# Problem:
Edit the listing from its first line through the line containing "x=254 y=234" by changing "grassy field" to "open meadow", leaving everything else as is, and output only those lines.

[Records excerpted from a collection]
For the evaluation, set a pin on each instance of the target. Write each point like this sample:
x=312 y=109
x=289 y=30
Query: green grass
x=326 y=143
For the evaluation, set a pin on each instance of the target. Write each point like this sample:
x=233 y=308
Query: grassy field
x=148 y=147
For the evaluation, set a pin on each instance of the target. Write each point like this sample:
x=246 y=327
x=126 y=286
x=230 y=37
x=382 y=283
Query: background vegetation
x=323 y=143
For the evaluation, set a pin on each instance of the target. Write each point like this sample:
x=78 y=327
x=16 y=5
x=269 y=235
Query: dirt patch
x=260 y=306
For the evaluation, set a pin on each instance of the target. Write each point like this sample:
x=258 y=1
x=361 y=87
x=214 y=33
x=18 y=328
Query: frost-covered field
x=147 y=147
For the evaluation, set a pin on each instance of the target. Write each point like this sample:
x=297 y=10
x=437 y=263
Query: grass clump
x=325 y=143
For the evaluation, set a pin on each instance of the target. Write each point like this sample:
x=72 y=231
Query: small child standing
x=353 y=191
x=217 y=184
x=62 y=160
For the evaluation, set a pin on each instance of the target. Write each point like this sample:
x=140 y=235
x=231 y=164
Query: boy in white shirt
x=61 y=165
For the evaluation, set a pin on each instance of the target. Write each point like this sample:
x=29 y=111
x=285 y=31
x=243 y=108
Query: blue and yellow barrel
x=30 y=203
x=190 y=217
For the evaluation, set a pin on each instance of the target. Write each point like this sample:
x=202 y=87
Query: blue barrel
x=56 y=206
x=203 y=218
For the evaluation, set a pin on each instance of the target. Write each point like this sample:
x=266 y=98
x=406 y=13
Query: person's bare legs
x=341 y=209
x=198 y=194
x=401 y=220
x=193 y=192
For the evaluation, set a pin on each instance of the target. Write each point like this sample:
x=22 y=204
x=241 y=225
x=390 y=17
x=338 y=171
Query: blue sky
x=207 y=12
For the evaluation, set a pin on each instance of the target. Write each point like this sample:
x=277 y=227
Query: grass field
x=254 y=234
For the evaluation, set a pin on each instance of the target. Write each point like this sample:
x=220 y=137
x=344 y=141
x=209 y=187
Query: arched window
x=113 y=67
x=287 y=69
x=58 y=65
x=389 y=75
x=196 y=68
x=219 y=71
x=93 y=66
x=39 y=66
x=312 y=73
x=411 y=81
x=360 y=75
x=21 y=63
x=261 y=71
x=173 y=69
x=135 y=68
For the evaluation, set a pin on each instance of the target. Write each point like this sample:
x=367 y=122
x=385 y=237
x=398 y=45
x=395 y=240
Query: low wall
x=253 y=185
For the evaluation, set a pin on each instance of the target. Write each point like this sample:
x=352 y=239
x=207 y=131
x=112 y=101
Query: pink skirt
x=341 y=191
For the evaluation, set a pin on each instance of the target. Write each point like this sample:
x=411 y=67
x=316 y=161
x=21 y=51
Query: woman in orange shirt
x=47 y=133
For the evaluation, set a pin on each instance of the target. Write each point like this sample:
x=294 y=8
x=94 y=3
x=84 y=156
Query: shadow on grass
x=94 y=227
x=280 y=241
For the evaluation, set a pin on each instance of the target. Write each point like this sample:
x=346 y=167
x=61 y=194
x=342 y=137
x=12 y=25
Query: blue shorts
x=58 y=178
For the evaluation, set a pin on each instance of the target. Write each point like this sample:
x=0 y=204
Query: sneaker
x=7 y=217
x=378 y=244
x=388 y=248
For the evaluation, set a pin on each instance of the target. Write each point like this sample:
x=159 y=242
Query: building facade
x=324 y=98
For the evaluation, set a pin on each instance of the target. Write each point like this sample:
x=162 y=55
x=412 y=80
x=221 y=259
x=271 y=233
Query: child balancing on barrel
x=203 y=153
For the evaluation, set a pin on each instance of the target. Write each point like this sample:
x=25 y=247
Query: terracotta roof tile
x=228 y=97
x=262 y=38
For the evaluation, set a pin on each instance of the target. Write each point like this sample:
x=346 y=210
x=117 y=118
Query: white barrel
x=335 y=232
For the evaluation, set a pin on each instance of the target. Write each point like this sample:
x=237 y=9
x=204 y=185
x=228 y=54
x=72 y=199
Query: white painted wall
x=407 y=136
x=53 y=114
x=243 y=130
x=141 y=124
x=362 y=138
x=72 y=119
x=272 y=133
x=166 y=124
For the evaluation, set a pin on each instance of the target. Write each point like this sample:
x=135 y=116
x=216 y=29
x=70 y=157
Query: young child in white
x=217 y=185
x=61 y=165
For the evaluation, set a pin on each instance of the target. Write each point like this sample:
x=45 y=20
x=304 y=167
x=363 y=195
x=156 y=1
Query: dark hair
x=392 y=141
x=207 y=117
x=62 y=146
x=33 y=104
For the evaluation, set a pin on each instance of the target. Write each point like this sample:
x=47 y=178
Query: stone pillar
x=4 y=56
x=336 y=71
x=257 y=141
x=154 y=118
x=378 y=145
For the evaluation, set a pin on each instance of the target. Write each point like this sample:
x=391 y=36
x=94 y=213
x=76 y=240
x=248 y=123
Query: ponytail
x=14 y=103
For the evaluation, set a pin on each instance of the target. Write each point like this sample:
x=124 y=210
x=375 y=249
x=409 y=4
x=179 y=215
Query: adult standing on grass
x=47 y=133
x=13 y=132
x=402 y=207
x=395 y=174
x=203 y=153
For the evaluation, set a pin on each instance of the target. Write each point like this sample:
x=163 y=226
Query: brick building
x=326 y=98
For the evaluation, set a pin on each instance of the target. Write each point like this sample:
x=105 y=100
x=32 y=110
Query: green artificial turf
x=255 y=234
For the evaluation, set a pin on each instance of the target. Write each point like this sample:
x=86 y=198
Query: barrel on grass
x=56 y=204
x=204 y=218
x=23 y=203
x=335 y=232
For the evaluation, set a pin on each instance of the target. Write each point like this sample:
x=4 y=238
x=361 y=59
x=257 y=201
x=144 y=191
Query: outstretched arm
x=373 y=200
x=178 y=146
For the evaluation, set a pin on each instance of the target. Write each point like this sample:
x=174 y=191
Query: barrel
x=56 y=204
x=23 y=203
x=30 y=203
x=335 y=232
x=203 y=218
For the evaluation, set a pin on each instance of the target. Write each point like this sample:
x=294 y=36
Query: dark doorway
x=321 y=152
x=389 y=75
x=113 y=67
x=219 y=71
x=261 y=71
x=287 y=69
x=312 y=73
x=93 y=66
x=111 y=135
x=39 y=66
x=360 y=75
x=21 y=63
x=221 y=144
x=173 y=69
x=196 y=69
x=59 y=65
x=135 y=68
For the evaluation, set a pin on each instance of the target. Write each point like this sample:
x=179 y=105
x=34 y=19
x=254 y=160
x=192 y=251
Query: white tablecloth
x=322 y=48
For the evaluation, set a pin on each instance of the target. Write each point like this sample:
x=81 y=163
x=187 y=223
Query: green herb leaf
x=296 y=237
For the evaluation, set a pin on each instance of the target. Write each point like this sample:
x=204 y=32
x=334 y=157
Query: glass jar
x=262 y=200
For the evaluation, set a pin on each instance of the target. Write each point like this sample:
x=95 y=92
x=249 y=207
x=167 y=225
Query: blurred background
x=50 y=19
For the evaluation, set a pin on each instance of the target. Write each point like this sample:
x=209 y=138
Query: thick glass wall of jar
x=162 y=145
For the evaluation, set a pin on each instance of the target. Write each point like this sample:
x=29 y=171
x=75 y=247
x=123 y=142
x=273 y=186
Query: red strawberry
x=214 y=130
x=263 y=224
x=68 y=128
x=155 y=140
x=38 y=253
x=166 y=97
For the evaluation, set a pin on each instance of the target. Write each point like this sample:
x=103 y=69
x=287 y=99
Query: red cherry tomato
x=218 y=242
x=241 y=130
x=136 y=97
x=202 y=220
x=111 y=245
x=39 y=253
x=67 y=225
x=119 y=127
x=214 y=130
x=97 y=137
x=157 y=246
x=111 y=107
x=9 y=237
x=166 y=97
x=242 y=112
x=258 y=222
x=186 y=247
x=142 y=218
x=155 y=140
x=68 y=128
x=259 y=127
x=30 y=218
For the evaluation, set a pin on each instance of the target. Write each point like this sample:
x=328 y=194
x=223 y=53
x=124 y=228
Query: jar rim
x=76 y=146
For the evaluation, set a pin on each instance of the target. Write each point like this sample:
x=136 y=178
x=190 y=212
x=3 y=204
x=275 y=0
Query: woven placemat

# Result of the task:
For the evaluation, set a pin on each instance of the target. Write each point like this sample:
x=312 y=109
x=289 y=30
Query: green grass
x=326 y=143
For the evaluation, set a pin on each instance of the target. Write each point like this sample:
x=233 y=308
Query: open meadow
x=148 y=147
For the evaluation, set a pin on each instance of the target. Write each point like this sample:
x=246 y=327
x=126 y=286
x=230 y=37
x=382 y=283
Query: background vegetation
x=323 y=143
For the evaluation, set a pin on each instance of the target. Write each point like this sample:
x=78 y=327
x=16 y=5
x=269 y=235
Query: dirt patch
x=260 y=306
For the evaluation, set a pin on each instance of the target. Write each point like this sample:
x=258 y=1
x=361 y=87
x=214 y=33
x=18 y=328
Query: frost-covered field
x=147 y=147
For the evaluation, set a pin on each instance of the target. Write each point like this sample:
x=297 y=10
x=437 y=263
Query: grass clump
x=325 y=143
For the evaluation, set a pin on each instance of the target. Write each point like this sample:
x=72 y=231
Query: small child standing
x=353 y=191
x=217 y=184
x=62 y=160
For the evaluation, set a pin on each instance of the target. Write each point like this sample:
x=140 y=235
x=231 y=164
Query: boy in white shirt
x=61 y=165
For the evaluation, set a pin on each instance of the target. Write each point like this sample:
x=29 y=111
x=285 y=31
x=243 y=108
Query: blue and yellow barrel
x=30 y=203
x=190 y=217
For the evaluation, set a pin on each instance of the target. Write each point like this sample:
x=202 y=87
Query: blue barrel
x=56 y=206
x=203 y=218
For the evaluation, set a pin on each instance of the target. Write each point like this sample:
x=266 y=98
x=406 y=13
Query: person's bare legs
x=341 y=209
x=198 y=194
x=401 y=220
x=193 y=192
For the evaluation, set a pin on each instance of the target. Write each point like this sample:
x=22 y=204
x=241 y=225
x=390 y=17
x=338 y=171
Query: blue sky
x=207 y=12
For the evaluation, set a pin on each instance of the target. Write each point like this sample:
x=277 y=227
Query: grass field
x=254 y=234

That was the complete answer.